--- GIVEN RECORDS ---

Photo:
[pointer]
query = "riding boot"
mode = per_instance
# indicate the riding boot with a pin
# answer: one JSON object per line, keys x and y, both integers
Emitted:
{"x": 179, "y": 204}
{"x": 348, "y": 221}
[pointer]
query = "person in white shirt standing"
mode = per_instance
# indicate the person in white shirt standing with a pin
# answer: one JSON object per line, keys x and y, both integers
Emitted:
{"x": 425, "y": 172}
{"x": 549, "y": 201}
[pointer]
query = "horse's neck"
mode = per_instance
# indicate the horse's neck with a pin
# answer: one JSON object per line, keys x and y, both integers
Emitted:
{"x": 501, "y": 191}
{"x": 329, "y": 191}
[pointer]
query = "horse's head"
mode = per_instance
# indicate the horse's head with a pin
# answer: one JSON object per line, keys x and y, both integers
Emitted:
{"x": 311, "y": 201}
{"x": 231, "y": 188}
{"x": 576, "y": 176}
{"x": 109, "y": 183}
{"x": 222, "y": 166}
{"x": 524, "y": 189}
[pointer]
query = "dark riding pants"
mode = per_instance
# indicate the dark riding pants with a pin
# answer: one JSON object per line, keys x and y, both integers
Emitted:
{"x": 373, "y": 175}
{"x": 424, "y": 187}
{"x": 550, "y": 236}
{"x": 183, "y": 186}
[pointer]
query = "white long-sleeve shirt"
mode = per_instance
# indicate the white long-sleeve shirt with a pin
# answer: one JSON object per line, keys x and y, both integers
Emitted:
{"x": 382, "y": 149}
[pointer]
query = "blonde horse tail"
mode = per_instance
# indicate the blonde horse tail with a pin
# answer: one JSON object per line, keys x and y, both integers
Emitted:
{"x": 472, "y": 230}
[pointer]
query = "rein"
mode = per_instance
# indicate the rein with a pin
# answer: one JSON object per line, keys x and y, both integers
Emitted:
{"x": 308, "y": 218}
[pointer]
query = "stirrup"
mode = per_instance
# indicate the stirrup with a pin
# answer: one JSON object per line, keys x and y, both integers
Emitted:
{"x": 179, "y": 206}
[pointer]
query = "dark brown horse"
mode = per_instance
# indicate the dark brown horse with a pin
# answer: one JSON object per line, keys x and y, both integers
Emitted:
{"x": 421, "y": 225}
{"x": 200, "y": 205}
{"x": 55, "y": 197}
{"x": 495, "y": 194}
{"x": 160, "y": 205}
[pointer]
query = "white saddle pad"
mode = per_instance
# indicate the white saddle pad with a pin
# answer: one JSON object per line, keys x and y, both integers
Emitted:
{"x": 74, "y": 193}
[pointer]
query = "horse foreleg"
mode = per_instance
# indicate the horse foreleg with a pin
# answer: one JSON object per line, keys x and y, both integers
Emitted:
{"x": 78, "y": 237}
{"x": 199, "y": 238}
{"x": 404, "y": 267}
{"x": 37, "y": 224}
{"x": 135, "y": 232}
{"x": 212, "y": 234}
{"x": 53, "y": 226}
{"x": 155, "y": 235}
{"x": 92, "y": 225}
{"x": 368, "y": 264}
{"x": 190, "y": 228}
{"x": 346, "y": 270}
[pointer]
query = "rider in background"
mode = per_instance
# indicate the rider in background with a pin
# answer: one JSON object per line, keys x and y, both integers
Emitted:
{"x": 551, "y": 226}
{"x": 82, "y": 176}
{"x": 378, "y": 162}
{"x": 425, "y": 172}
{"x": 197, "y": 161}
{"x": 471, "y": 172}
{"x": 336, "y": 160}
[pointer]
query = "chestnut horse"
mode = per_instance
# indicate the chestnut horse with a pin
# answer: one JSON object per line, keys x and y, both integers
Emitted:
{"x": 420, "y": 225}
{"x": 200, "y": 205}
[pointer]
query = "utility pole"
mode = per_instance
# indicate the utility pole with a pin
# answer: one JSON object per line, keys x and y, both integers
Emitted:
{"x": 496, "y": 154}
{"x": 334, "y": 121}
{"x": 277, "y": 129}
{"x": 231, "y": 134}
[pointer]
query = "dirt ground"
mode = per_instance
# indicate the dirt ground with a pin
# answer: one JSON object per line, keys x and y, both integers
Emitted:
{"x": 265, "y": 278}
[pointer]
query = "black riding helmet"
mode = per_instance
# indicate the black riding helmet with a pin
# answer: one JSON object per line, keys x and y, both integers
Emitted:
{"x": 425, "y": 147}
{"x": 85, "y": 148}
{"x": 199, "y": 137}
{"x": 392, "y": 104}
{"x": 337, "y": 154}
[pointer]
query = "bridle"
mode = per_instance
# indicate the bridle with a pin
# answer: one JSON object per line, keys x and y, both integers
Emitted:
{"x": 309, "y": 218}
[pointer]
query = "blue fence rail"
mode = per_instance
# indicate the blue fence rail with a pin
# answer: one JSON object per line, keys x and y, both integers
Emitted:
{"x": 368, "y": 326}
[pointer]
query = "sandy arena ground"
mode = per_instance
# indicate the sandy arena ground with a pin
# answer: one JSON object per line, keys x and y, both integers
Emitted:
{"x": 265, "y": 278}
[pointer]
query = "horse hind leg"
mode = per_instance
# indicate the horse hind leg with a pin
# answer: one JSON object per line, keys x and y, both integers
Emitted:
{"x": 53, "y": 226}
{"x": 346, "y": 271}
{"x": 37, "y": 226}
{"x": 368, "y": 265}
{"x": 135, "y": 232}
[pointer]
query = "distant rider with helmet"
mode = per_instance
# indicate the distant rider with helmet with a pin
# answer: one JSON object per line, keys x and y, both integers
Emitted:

---

◆ **PROMPT**
Each line above that contains the word "utility" must be copied.

◆ **THE ANSWER**
query = "utility pole"
# indicate the utility pole with a pin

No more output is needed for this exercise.